╔══

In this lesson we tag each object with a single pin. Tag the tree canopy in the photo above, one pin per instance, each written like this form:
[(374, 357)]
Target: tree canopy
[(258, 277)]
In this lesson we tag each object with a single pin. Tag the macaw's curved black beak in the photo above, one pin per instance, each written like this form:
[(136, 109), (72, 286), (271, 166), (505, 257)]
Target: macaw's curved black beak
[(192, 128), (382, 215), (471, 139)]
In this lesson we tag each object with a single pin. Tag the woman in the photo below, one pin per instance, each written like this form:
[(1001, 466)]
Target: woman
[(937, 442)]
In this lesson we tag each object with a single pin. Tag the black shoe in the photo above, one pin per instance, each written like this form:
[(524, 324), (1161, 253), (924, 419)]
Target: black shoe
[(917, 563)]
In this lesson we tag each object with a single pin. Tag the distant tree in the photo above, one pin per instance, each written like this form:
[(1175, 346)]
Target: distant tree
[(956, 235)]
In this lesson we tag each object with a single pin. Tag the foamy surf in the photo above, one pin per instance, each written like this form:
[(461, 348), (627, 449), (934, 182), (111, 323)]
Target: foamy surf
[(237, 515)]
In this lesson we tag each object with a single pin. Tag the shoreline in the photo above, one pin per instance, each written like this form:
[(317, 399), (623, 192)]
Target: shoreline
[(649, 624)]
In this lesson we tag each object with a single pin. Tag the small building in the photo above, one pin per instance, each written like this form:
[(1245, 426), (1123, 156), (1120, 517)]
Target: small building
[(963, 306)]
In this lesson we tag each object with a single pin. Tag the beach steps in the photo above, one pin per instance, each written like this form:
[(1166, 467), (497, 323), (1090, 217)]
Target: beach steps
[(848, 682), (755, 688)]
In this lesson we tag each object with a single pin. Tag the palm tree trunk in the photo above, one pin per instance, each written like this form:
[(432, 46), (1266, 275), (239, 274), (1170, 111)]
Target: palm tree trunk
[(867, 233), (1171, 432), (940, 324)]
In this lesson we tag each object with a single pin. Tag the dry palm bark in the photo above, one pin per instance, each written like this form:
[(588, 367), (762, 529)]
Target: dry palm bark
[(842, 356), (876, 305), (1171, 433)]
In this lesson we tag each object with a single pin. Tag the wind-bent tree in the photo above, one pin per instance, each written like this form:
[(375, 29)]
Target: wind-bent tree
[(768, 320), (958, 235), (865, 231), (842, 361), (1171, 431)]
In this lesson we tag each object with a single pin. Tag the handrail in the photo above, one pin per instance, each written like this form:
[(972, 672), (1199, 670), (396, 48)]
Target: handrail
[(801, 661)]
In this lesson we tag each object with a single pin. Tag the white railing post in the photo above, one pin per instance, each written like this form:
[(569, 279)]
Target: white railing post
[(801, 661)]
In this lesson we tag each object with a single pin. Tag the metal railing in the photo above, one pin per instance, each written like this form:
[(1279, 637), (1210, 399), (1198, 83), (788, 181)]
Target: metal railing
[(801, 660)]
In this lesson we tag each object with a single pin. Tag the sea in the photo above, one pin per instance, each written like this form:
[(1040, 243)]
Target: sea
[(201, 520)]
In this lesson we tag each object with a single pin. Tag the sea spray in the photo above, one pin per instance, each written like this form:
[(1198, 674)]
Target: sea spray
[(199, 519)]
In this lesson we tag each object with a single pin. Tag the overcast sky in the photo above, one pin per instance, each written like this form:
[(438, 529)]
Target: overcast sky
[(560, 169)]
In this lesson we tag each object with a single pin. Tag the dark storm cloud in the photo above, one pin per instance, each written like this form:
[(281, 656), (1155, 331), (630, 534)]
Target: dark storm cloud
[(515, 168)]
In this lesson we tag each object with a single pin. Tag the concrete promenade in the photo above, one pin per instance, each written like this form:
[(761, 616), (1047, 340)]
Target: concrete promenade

╚══

• _Written instruction_:
Convert every line of the entries above into a JSON list of strings, with one string per line and no strings for blank lines.

• _Finished exercise_:
[
  "In this lesson we tag each object with a single pin. Tag the tree canopy in the photo above, one pin per instance, each written like this form:",
  "[(374, 357)]",
  "Target: tree canopy",
  "[(258, 277)]",
  "In this lesson we tag each object with a single pin. Tag the macaw's curved black beak in the photo above, one pin per instance, each written like this form:",
  "[(136, 109), (72, 286), (271, 166), (505, 257)]",
  "Target: macaw's curved black beak",
  "[(192, 128), (382, 215), (471, 139)]",
  "In this lesson we tag each object with a single pin. Tag the woman in the photo below, one pin per instance, each written like this form:",
  "[(1001, 466)]",
  "Target: woman",
  "[(937, 442)]",
  "In this lesson we tag each object with a single pin. Tag the black shoe in the photo above, one pin per instance, each written like this form:",
  "[(524, 324), (1161, 253), (924, 419)]",
  "Target: black shoe",
  "[(917, 563)]",
  "In this lesson we tag each object with a single pin. Tag the distant tree in the photo above, one pin per instance, each written like this form:",
  "[(1175, 346)]",
  "Target: distant tree",
  "[(956, 235)]",
  "In this lesson we tag each object with a single pin. Tag the foamy surf in the photo above, one pin per instance, each written like this form:",
  "[(461, 348), (627, 449), (934, 182), (111, 323)]",
  "Target: foamy surf",
  "[(237, 515)]",
  "In this lesson we tag each object with a single pin. Tag the shoreline in the photo above, one pin per instance, each written like this form:",
  "[(317, 399), (623, 192)]",
  "Target: shoreline",
  "[(649, 624)]",
  "In this lesson we tag each object with a single pin. Tag the small building in the photo above, one pin per instance, each written like this form:",
  "[(1245, 426), (1123, 156), (1120, 517)]",
  "Target: small building",
  "[(963, 306)]",
  "In this lesson we tag each object with a single pin. Tag the beach steps in the photo above, one pin per instance, each written like this form:",
  "[(1166, 467), (497, 323), (1090, 217)]",
  "Target: beach steps",
  "[(848, 682), (755, 688)]",
  "In this lesson we tag each object with a single pin. Tag the palm tree trunk in the photo above, one pin per instance, each written like this form:",
  "[(432, 46), (1266, 275), (239, 274), (1170, 111)]",
  "Target: palm tree trunk",
  "[(867, 233), (1171, 432), (940, 324)]",
  "In this lesson we tag each object with a single pin. Tag the dry palm bark in the photo above, one pin per instance, each written like this form:",
  "[(588, 367), (762, 529)]",
  "Target: dry palm bark",
  "[(842, 356), (876, 305), (1171, 433)]",
  "In this lesson we tag each object with a single pin. Tag the wind-bent tree in the photo above, one pin per instance, each written like this form:",
  "[(375, 29)]",
  "Target: wind-bent tree",
  "[(768, 320), (958, 235), (865, 231), (842, 361), (1171, 431)]",
  "In this lesson we tag each object with a single pin. Tag the handrail in the photo above, one pin per instance, each written like this form:",
  "[(972, 672), (1199, 670), (396, 48)]",
  "Target: handrail",
  "[(801, 661)]",
  "In this lesson we tag each object with a single pin. Tag the white railing post in the photo above, one pin per instance, each written like this form:",
  "[(569, 279)]",
  "Target: white railing post",
  "[(801, 661)]",
  "In this lesson we tag each object with a single pin. Tag the metal railing in the photo above, one pin per instance, each written like this form:",
  "[(1279, 637), (1210, 399), (1198, 83), (788, 181)]",
  "Target: metal railing",
  "[(801, 660)]",
  "In this lesson we tag each object with a single pin. Tag the sea in the photo above, one pin per instance, each written like this form:",
  "[(1040, 243)]",
  "Target: sea",
  "[(201, 520)]",
  "In this lesson we tag each object with a single pin. Tag the sea spray in the photo above, one pin per instance, each written like this form:",
  "[(1198, 674)]",
  "Target: sea spray",
  "[(199, 519)]",
  "In this lesson we tag each object with a single pin. Tag the overcast sky in the photo above, one pin per instance, each written like this form:",
  "[(438, 529)]",
  "Target: overcast sky",
  "[(560, 169)]",
  "In this lesson we tag each object with a single pin. Tag the dark storm cloud in the photo above, one pin per instance, each written like this form:",
  "[(281, 656), (1155, 331), (630, 534)]",
  "Target: dark storm cloud",
  "[(515, 168)]",
  "In this lesson we tag each object with a single pin. Tag the concrete promenade in the photo above, one pin per instance, each written like this form:",
  "[(761, 616), (1047, 340)]",
  "Target: concrete promenade"
]